---- 出典

Hiratake Web ロゴ

100年近く前の建物が残る神戸税関へ行ってきた

投稿した日
更新した日
書いたひと
icon
ひらたけ

全国を 9 つの区域に分けて管轄している税関のうち、兵庫県と山口県を除く中国地方、四国地方を管轄している 港町・神戸にある神戸税関へ行ってきました🏢 輸出入貨物の通関や関税等の徴収、密輸の取締りなどを行う神戸税関ですが、一部が一般人にも公開されており無料で中へと入ることができるようになっています。


神戸税関へは、JR 三ノ宮駅や阪急神戸三宮駅などから歩いて 20 分ほど。新幹線の停車する新神戸駅から続く三宮のメインストリートであるフラワーロードを、神戸港の方へと歩いた先にあります。

阪神高速、国道などの高架が上下に重なる神戸らしい光景を眺めながらその下をくぐると、目の前に現れるのは堂々たる佇まいのレトロな建物。税関本庁前交差点の角に面したところには円柱型のシンボルタワーがあり、その上では税関旗がはためいています。

神戸税関の外観の写真

物流関係など、関連する仕事に携わっていないとなかなか関わる機会のない神戸税関ですが、中にある広報展示室や中庭は一般の人でも見学が可能。平日であれば 8:30~17:00、土日祝は 9:00~16:30 と時間は決まっていますが、入口で警備員の方の指示に従って氏名や住んでいる都道府県と市区町村、電話番号を記入すると中へと入れてもらえます。料金はなんと無料。

最初に足を踏み入れることになるのは、外からも見えていた円柱型の塔部分。中は吹き抜けになっており、上の階の窓から差し込む光が白い柱や壁を照らして非常に綺麗です。足元には 8 つほどの円を花のように重ねた模様が描かれていて、その周りをラーメンどんぶりに描かれていそうな渦巻き模様が囲んでいます。

神戸税関の建物は様々な映画やドラマのロケ地にもなっているそうで、2018 年に放送された NHK 連続テレビ小説『まんぷく』ではこの塔部分の 1 階で撮影が行われたそう。

--------
---- 抽出情報

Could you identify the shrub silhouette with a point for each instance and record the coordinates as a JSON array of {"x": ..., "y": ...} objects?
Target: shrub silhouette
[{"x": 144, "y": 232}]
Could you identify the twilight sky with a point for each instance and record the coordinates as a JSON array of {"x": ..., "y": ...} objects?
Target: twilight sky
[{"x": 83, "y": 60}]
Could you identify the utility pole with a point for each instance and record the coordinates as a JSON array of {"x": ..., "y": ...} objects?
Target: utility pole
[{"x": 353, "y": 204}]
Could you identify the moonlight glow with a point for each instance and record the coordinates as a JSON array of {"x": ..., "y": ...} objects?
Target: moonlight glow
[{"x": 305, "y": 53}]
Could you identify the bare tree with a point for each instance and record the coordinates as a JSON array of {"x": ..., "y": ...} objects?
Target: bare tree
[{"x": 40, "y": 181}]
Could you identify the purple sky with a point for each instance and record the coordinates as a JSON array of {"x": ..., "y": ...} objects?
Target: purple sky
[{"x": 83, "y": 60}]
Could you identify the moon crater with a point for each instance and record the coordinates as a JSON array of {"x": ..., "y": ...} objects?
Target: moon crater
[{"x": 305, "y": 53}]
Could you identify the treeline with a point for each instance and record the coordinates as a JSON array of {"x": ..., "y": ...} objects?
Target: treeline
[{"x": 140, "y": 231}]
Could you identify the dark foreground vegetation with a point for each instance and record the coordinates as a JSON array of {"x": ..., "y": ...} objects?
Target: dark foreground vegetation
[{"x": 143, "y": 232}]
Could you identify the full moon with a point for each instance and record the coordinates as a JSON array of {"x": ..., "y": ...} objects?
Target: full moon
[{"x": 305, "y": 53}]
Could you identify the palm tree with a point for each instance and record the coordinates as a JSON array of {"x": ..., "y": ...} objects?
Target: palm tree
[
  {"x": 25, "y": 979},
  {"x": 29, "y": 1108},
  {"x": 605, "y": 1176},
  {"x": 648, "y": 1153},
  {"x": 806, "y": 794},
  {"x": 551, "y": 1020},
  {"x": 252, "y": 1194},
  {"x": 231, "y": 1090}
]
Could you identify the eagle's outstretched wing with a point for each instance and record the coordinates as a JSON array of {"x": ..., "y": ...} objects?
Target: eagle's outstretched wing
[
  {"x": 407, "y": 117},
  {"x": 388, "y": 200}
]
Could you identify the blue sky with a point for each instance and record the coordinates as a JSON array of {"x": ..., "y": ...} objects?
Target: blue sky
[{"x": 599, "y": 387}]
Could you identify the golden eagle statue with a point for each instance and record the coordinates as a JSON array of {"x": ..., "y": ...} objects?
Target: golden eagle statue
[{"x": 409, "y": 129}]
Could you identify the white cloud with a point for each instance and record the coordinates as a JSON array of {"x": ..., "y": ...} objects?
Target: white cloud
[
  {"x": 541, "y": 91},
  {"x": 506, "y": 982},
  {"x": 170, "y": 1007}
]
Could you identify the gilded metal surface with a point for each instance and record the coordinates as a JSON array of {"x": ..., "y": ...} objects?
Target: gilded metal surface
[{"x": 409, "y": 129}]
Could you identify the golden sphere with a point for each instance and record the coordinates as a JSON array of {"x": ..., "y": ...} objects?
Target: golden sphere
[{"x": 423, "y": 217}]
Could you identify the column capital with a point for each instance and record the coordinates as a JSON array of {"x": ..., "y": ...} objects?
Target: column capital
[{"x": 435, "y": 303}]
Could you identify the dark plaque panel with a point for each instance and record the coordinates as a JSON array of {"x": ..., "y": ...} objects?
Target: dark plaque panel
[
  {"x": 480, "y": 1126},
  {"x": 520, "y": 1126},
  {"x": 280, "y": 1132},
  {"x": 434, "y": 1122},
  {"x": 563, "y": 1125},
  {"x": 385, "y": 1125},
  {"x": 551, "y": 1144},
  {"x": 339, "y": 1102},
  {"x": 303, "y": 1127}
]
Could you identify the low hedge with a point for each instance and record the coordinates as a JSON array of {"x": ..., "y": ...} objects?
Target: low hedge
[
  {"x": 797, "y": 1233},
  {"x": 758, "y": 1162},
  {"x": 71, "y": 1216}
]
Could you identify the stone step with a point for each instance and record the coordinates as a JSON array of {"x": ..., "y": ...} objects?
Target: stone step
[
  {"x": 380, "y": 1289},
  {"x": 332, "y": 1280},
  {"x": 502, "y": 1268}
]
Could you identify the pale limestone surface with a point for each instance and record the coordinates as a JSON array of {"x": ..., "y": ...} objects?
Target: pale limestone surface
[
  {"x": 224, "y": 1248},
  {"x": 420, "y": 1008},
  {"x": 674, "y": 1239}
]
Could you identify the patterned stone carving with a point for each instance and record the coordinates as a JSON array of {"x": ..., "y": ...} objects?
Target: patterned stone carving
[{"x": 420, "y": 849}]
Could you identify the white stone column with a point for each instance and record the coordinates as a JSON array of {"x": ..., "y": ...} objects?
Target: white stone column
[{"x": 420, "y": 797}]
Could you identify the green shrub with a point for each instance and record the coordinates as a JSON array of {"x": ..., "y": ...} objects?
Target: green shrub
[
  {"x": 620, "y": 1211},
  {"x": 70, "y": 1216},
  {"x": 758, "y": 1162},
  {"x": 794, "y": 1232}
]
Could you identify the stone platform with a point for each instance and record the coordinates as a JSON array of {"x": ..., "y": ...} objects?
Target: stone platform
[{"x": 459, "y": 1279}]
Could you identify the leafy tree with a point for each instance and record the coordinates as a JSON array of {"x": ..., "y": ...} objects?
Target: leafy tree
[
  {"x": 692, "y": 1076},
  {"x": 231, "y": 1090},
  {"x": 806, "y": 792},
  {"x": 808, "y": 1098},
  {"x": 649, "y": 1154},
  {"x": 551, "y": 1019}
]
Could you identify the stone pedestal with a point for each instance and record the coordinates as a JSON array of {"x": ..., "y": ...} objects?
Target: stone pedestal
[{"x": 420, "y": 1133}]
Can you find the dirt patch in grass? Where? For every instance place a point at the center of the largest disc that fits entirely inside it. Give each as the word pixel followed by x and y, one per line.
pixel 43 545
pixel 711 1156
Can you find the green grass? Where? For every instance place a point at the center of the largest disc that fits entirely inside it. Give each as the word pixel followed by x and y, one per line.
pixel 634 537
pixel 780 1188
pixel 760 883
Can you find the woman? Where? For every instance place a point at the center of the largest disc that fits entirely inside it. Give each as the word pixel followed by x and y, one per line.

--------

— 課題 1 —
神戸税関の記事について答えてください。
(a) JR三ノ宮駅や阪急神戸三宮駅から神戸税関までは歩いて何分ほどですか？
(b) 土日祝に見学できる時間は何時から何時までですか？
(c) 『まんぷく』の撮影が行われたのは建物のどこですか？
— 課題 2 —
神戸税関の記事のうち、「100年近く前の建物が残る神戸税関へ行ってきた」から始まり「は税関旗がはためいています。」で終わる部分を一字一句違えずに書き写してください。
神戸税関の記事だけを根拠に答えてください。

— 正解 1 —
(a) 20分ほど
(b) 9:00～16:30
(c) 円柱型の塔部分の1階

— 正解 2 —
100年近く前の建物が残る神戸税関へ行ってきた

投稿した日
更新した日
書いたひと
icon
ひらたけ

全国を 9 つの区域に分けて管轄している税関のうち、兵庫県と山口県を除く中国地方、四国地方を管轄している 港町・神戸にある神戸税関へ行ってきました🏢 輸出入貨物の通関や関税等の徴収、密輸の取締りなどを行う神戸税関ですが、一部が一般人にも公開されており無料で中へと入ることができるようになっています。


神戸税関へは、JR 三ノ宮駅や阪急神戸三宮駅などから歩いて 20 分ほど。新幹線の停車する新神戸駅から続く三宮のメインストリートであるフラワーロードを、神戸港の方へと歩いた先にあります。

阪神高速、国道などの高架が上下に重なる神戸らしい光景を眺めながらその下をくぐると、目の前に現れるのは堂々たる佇まいのレトロな建物。税関本庁前交差点の角に面したところには円柱型のシンボルタワーがあり、その上では税関旗がはためいています。